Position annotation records
## BEGIN
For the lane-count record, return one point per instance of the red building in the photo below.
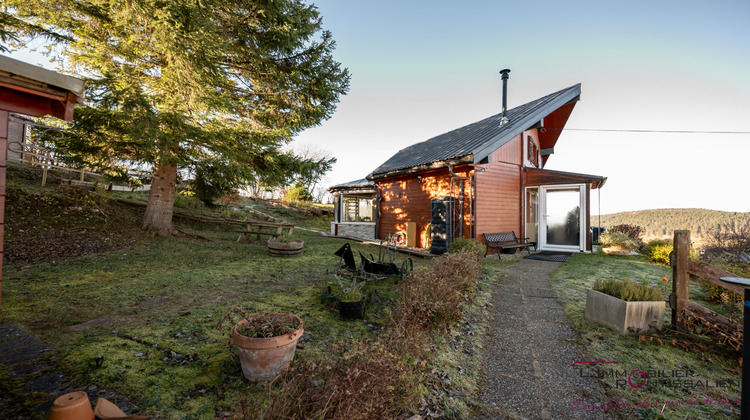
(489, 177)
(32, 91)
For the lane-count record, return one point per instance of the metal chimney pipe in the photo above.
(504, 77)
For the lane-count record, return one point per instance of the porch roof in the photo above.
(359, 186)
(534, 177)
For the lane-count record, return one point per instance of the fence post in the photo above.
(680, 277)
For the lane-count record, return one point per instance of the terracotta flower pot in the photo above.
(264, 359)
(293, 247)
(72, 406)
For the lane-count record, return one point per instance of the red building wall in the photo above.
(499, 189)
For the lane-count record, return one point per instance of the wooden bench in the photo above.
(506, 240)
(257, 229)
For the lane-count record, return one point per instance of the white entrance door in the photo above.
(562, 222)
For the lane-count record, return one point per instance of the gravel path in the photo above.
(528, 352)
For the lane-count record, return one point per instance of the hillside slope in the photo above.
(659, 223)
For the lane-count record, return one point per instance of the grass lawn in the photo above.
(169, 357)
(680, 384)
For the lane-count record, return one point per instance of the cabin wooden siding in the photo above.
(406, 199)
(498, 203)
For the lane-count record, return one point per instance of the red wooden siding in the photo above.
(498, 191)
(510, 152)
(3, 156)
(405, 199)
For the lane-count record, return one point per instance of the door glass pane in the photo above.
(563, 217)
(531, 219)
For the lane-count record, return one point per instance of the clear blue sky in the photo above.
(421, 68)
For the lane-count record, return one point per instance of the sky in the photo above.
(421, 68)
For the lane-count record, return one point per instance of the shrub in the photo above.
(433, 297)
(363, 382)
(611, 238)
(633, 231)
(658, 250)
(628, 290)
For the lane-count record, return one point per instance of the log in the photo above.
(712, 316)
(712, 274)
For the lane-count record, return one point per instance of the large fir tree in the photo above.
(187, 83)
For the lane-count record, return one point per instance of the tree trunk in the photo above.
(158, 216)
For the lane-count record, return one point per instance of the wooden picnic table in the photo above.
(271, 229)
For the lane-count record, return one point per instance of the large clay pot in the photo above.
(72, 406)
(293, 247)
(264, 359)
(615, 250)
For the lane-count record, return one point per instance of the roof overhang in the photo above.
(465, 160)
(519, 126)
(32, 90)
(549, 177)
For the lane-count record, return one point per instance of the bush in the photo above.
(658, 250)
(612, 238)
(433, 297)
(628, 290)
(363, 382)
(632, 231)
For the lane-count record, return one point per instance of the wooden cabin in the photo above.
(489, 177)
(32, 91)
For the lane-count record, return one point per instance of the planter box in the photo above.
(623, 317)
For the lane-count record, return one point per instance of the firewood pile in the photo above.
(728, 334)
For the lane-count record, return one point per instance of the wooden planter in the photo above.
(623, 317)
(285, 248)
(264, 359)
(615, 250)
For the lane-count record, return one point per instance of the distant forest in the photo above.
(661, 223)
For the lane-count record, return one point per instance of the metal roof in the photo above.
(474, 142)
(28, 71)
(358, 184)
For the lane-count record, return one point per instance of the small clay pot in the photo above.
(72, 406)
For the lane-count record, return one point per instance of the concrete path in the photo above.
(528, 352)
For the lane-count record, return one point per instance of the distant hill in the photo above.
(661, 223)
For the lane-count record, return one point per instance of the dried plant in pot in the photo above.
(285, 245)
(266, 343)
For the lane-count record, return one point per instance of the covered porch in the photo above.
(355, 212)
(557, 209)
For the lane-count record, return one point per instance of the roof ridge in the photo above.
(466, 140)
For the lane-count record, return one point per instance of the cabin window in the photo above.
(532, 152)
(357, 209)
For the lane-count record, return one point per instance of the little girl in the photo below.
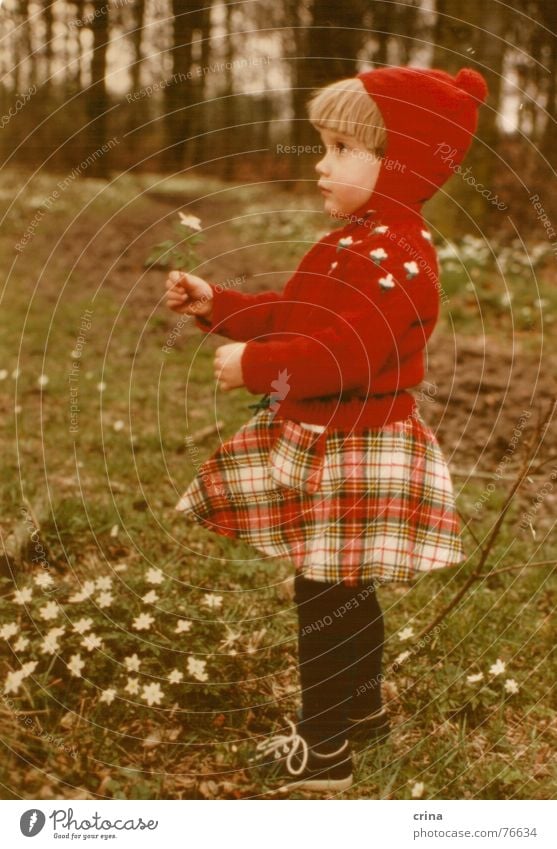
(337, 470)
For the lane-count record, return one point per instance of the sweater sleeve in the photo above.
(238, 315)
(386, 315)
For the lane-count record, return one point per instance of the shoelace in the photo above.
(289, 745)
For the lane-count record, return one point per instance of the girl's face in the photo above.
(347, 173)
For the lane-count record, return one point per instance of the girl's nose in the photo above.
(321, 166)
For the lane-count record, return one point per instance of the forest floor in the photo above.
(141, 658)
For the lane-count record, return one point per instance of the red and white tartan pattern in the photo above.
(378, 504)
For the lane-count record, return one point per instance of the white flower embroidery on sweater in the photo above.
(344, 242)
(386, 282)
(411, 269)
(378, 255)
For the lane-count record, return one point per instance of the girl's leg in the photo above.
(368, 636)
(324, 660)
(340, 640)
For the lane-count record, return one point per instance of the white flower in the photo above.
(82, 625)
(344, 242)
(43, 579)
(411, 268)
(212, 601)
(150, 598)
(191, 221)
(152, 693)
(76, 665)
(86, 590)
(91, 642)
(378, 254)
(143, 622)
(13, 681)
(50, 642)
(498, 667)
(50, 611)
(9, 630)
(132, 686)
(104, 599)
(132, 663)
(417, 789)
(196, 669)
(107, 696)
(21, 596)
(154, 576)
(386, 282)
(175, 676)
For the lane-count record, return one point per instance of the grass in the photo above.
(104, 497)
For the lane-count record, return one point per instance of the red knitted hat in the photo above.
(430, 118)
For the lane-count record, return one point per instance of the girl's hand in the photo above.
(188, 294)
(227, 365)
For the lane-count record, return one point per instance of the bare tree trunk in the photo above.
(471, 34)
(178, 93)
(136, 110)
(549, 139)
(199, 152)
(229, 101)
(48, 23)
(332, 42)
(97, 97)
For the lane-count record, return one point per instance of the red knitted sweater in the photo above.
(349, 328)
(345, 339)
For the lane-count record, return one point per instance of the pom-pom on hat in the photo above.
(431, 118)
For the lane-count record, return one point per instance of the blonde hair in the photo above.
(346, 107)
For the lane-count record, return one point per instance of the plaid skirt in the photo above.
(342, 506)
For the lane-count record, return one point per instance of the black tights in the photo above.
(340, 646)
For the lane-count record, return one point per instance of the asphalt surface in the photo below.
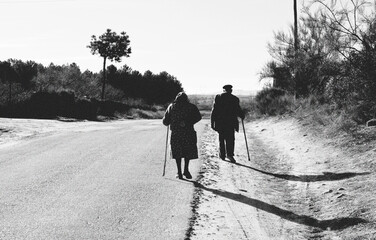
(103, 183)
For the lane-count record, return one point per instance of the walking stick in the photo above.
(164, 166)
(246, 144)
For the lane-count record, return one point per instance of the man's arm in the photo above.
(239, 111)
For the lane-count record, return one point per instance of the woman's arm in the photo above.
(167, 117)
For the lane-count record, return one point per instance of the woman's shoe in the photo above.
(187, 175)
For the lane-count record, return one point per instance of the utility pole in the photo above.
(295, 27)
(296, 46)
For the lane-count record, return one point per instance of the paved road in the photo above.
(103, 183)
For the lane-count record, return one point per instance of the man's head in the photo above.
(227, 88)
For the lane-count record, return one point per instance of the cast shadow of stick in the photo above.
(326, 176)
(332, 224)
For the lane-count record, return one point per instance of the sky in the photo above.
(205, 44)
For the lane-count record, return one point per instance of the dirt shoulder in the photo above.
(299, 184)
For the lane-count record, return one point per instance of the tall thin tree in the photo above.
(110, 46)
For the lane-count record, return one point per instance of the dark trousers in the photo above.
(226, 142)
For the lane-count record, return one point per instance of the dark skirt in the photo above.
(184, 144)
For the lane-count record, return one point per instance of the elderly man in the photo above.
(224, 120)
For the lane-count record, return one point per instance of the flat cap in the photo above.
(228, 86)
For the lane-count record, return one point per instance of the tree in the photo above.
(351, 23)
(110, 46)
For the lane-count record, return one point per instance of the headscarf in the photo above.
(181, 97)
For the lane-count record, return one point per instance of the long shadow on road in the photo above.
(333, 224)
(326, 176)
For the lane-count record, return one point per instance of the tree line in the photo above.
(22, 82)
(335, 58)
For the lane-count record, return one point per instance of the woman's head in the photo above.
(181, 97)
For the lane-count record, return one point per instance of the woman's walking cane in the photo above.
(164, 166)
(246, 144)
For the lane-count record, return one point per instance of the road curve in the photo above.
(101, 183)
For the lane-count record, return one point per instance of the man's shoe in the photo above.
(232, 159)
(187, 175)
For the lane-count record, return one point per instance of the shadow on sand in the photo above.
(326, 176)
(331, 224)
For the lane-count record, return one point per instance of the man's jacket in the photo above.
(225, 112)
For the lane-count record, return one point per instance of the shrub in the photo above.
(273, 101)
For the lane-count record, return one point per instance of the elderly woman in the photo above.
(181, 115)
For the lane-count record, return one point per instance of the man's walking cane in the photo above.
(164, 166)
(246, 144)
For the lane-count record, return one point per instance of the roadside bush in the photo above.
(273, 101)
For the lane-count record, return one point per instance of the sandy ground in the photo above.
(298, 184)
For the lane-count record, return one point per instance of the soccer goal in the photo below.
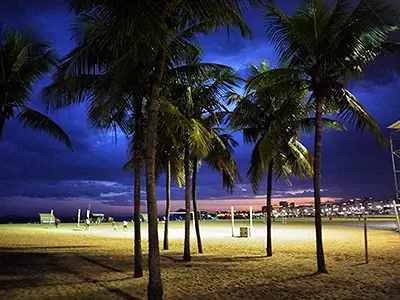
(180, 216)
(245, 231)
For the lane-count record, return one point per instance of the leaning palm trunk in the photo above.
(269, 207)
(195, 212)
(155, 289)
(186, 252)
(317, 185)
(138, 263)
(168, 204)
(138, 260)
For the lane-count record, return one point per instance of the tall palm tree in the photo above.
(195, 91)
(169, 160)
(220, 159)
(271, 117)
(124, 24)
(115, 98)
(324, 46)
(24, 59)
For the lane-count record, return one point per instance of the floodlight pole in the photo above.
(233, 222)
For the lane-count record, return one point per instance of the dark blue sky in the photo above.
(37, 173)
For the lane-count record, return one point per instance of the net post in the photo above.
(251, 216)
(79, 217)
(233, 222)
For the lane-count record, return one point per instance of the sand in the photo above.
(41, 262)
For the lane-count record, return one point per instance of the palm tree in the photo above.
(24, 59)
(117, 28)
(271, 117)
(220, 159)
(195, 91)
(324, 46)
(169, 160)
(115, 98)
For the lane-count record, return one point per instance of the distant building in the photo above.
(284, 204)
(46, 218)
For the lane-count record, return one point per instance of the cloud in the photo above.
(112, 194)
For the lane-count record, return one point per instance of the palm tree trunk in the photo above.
## END
### WORK TO COMPLETE
Each line from the one with "the sand in the photo above." through the last line of the records must be written out word for word. Include nothing else.

### WRITTEN REPLY
For the lane-count record, return one point per instance of the sand in the photo above.
(41, 262)
For the lane-count record, return one point per instance of the palm tree in the photo above.
(24, 59)
(117, 28)
(271, 117)
(220, 159)
(195, 91)
(324, 46)
(169, 160)
(115, 98)
For the lane-count record, return one point per instance of the distant building in the photo above.
(284, 204)
(46, 218)
For the lane-count record, return one point per instance of the cloud in the photo above.
(112, 194)
For the lane-count record, return one point per instance of the palm tree trunk in the photo above.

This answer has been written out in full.